Directions:
Each line below should be repeated exactly, but no picture should be carried over.

Start of Block

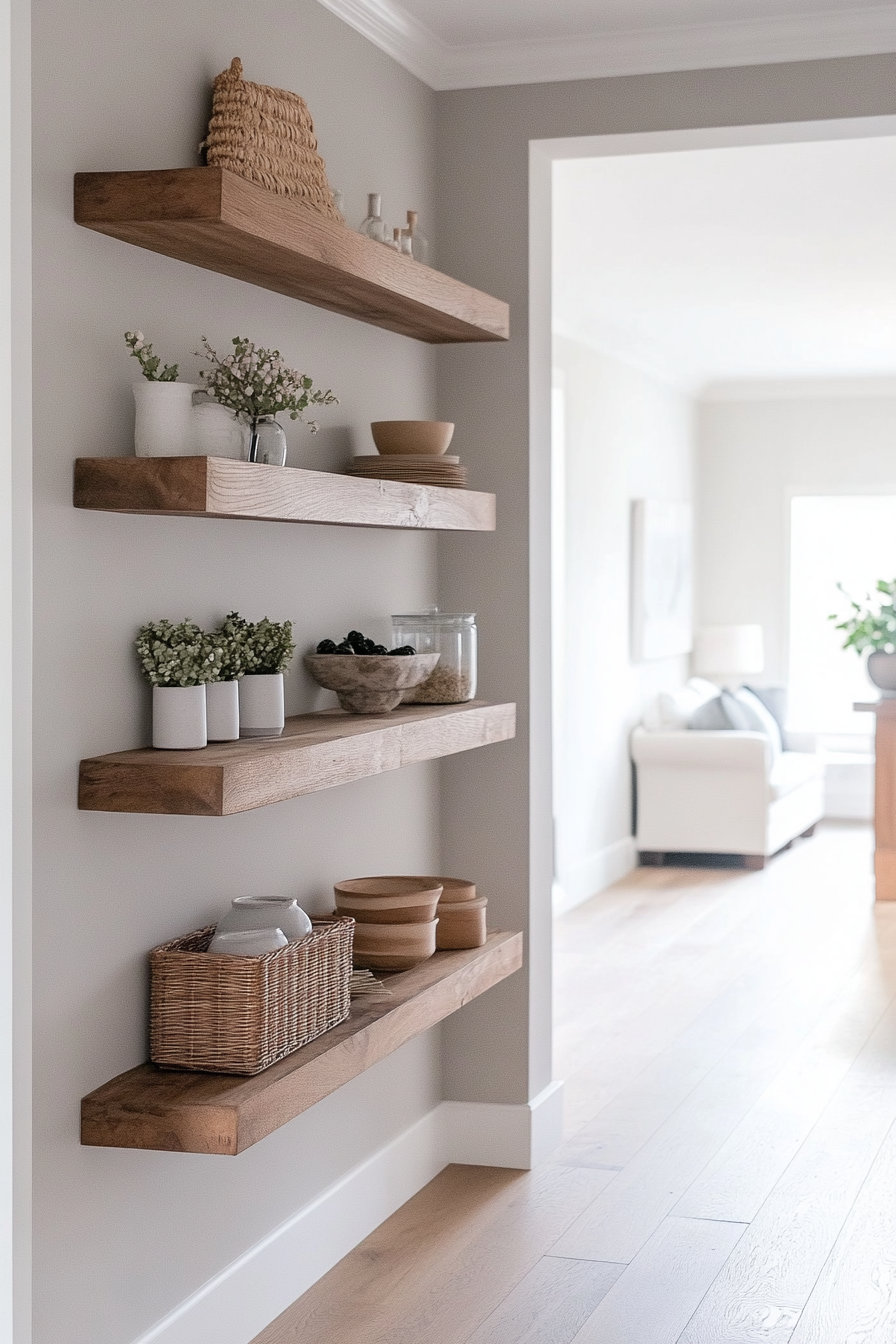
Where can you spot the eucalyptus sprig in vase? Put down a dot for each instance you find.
(258, 385)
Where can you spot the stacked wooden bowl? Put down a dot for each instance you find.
(461, 914)
(394, 919)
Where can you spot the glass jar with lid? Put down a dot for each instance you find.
(453, 636)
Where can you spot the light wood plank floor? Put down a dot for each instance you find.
(728, 1176)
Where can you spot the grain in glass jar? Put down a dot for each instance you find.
(453, 636)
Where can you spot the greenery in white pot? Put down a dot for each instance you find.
(263, 651)
(164, 425)
(873, 625)
(257, 383)
(177, 661)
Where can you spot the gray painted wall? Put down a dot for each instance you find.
(500, 808)
(122, 1237)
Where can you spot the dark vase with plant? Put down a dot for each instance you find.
(177, 661)
(873, 628)
(263, 651)
(258, 385)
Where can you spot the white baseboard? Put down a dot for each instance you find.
(237, 1304)
(575, 886)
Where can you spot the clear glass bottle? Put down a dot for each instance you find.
(372, 225)
(266, 441)
(419, 242)
(454, 636)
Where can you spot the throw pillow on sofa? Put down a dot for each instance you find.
(723, 714)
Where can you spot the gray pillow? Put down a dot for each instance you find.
(723, 714)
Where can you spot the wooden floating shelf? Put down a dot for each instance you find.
(218, 487)
(212, 218)
(216, 1113)
(316, 751)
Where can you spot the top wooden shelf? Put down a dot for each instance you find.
(212, 218)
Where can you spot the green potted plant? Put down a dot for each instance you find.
(222, 695)
(164, 424)
(872, 626)
(258, 385)
(177, 661)
(263, 649)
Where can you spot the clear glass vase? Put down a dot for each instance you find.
(266, 441)
(372, 225)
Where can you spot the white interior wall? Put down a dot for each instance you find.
(754, 456)
(122, 1237)
(628, 436)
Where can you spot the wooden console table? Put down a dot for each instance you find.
(884, 714)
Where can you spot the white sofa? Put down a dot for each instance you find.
(722, 792)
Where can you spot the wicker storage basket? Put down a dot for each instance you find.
(238, 1015)
(267, 136)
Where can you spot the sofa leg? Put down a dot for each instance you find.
(652, 858)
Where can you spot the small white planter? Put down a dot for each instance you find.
(179, 718)
(222, 710)
(261, 704)
(164, 425)
(219, 432)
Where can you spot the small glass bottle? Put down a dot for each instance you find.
(266, 441)
(419, 242)
(454, 637)
(372, 223)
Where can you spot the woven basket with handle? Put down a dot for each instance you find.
(267, 136)
(238, 1015)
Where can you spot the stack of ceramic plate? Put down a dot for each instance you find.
(415, 468)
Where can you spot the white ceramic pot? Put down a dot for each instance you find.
(881, 671)
(222, 711)
(266, 913)
(164, 425)
(261, 704)
(179, 718)
(219, 432)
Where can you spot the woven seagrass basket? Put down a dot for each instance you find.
(238, 1015)
(267, 136)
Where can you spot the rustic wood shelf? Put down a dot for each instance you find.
(216, 487)
(216, 1113)
(316, 751)
(212, 218)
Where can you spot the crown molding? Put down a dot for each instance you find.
(809, 36)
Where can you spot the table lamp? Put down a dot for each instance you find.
(728, 651)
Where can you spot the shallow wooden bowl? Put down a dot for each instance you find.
(396, 907)
(419, 437)
(370, 683)
(462, 925)
(453, 890)
(394, 946)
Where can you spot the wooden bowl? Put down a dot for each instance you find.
(453, 889)
(400, 907)
(461, 925)
(370, 683)
(429, 437)
(394, 946)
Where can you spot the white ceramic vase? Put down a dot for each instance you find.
(164, 425)
(222, 711)
(179, 718)
(261, 704)
(219, 432)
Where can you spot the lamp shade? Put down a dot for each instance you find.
(732, 649)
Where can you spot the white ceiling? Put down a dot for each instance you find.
(718, 265)
(472, 43)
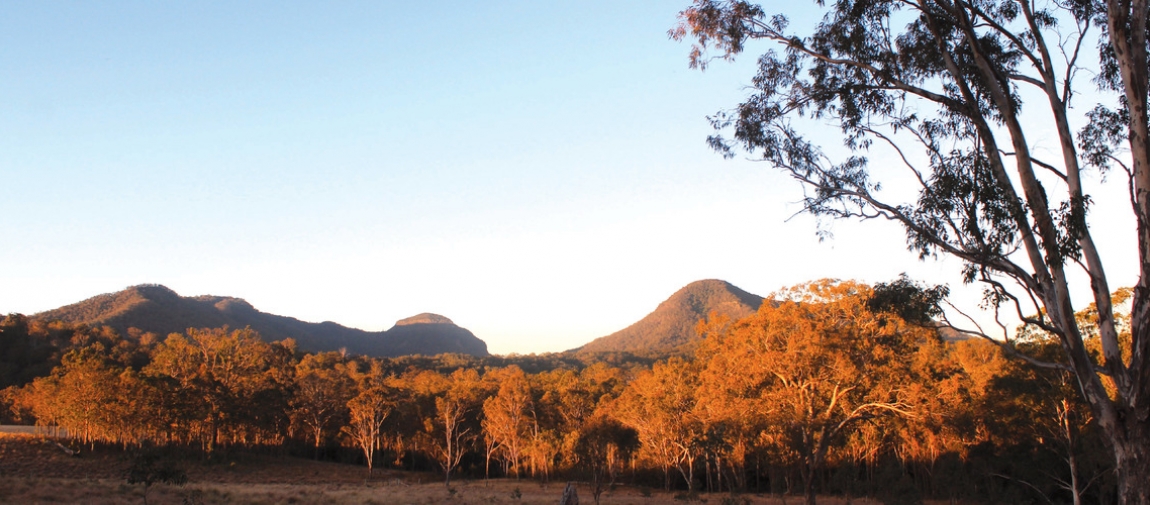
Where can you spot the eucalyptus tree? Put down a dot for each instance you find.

End of Block

The completed task:
Where can you spot the eucalyptus sprig in vase? Put down a dot for each instance you find.
(258, 385)
Where can you spot the stacked wooden bowl? Put down a dot for each instance you find.
(461, 914)
(394, 919)
Where can you spot the glass jar with lid? Put down a dot for each instance you find.
(453, 636)
Where can you spot the light wood plank floor? Put down a dot for each instance you find.
(728, 1176)
Where can you spot the grain in glass jar? Put down a dot for each instance you find.
(453, 636)
Where can you spot the greenery in white pot? Put down a dot for each instance you find.
(263, 651)
(164, 425)
(873, 625)
(257, 383)
(177, 661)
Where can you spot the gray painted wall? Put down a dot for each instance you find.
(500, 808)
(122, 1237)
Where can you spot the dark vase with plant? Put down a dot for each instance you find.
(177, 661)
(873, 628)
(263, 651)
(258, 385)
Where can you spot the white baseboard? Put down a dot for each instance you find.
(237, 1304)
(575, 886)
Where can you spot the clear glass bottle? Put down a dot for each instance you find.
(372, 225)
(266, 441)
(419, 242)
(454, 636)
Where can you spot the throw pillow on sofa? Put down a dot for each instance you find.
(723, 714)
Where can you spot the gray pillow? Put down a dot for each instance you find.
(723, 714)
Where can you spot the wooden floating shelf? Put down a dot for each instance you find.
(218, 487)
(212, 218)
(216, 1113)
(316, 751)
Where can you spot the top wooden shelf? Put down a dot for each instance you find.
(212, 218)
Where can you spot the green potted plant? Put down a dot for each instance you find.
(222, 695)
(164, 424)
(872, 626)
(258, 385)
(177, 661)
(263, 649)
Where can you spot the clear glass vase? Put down a dot for each instance you find.
(266, 441)
(372, 225)
Where can you spot the white interior wall? Put down a dot for each instance you find.
(754, 456)
(122, 1237)
(628, 436)
Where can you spot the wooden console table? Put down a dot for each instance you find.
(884, 714)
Where can you spot the white sofa? Put down a dot for each instance you find.
(722, 792)
Where can you spot the wicker storage basket? Put down a dot for each instance you find.
(238, 1015)
(267, 136)
Where can you spot the sofa leg? Put down a dot for each instance you find.
(652, 858)
Where can you spot the small white planter? Put down a dot for each instance you find.
(179, 718)
(222, 710)
(261, 704)
(164, 425)
(219, 432)
Where can you spot the small glass bottle? Put down a dot for each instance you find.
(266, 441)
(419, 242)
(454, 637)
(372, 223)
Where can you spot the woven basket with handle? Put down a dot for each instance you find.
(267, 136)
(238, 1015)
Where can you spot the stack of ceramic plate? Put down a dot for each instance you find.
(415, 468)
Where can you spot the white ceramic pot? Put down a dot for each instance you find.
(881, 671)
(222, 711)
(266, 913)
(164, 425)
(261, 704)
(179, 718)
(219, 432)
Where can you spot the woven seagrass basket? Put down a dot for each instance you find.
(238, 1015)
(267, 136)
Where can you spot the rustic wood shelf? Put down a dot for each instance you find.
(216, 487)
(216, 1113)
(316, 751)
(212, 218)
Where can you spot the crown molding? Put down a dot for each instance you find.
(809, 36)
Where can you spot the table lamp? Put down a dot for each instance you find.
(728, 651)
Where can you spot the shallow wooden bowl? Put down a dot for each instance you find.
(396, 907)
(419, 437)
(370, 683)
(462, 925)
(453, 890)
(394, 946)
Where can you spot the wooden bowl? Put down a dot for each instance you find.
(453, 889)
(400, 907)
(461, 925)
(370, 683)
(429, 437)
(394, 946)
Where can you spot the white ceramic vase? Put down a dot for each instance you find.
(164, 425)
(222, 711)
(179, 718)
(261, 704)
(219, 432)
Where can you spot the lamp shade? Put down a dot for each instance you find.
(732, 649)
Where can you spot the white ceiling? Put down a dot for each instance you find.
(718, 265)
(472, 43)
Where can you spot the eucalyptus tree? Put down a dot for each instance you find.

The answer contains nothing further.